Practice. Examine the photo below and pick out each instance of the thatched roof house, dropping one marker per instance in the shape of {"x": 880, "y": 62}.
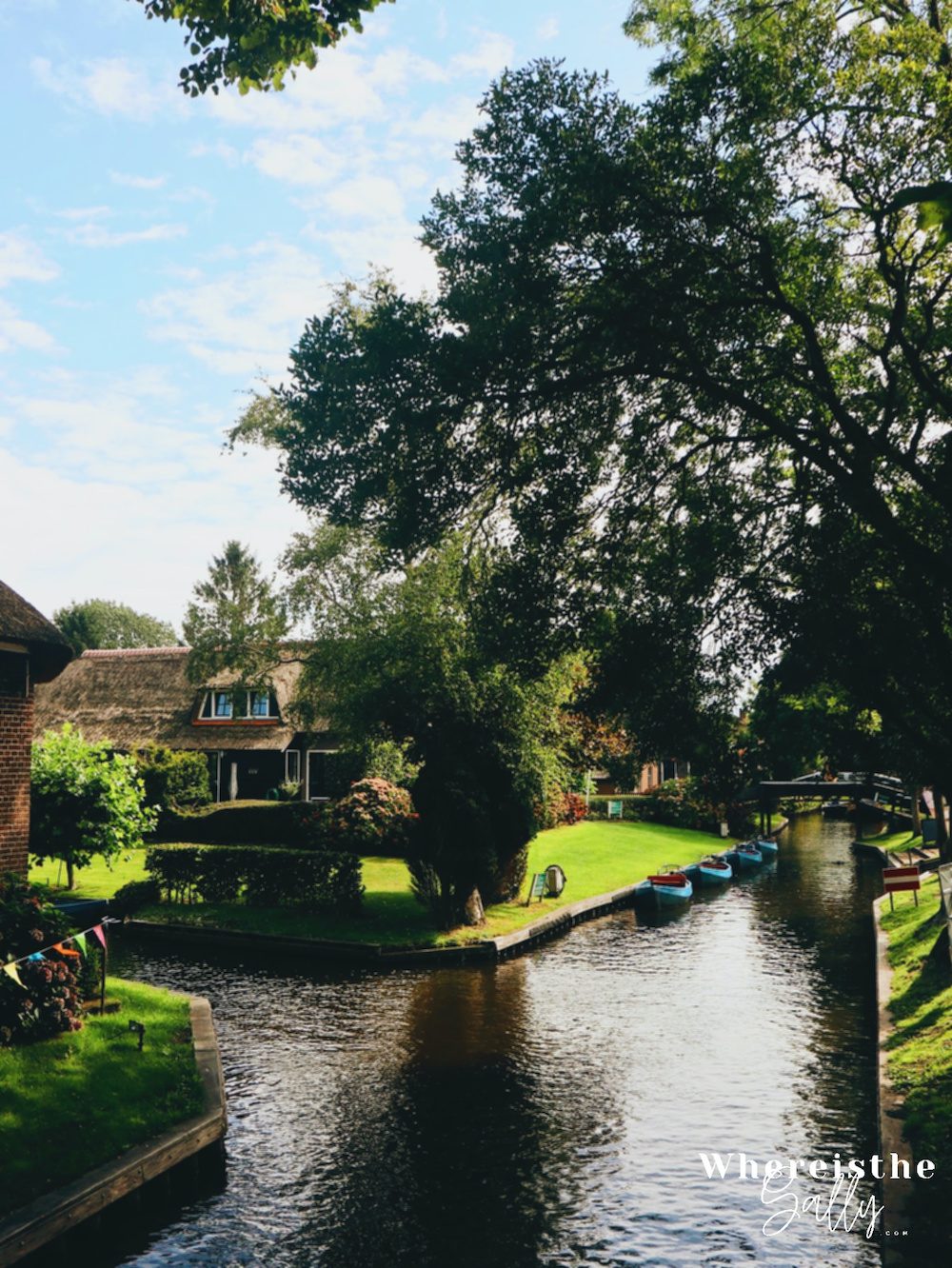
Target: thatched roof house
{"x": 136, "y": 696}
{"x": 23, "y": 628}
{"x": 31, "y": 649}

- Goal of the exercise -
Can you reproduce all the entries above word for word, leaving out the pictures?

- Solution to the problem -
Practice. Examine the photo below and pick out each instance of the thatched roof house, dropping one marker per instance in the shape of {"x": 880, "y": 62}.
Target: thatched roof house
{"x": 136, "y": 696}
{"x": 23, "y": 628}
{"x": 31, "y": 649}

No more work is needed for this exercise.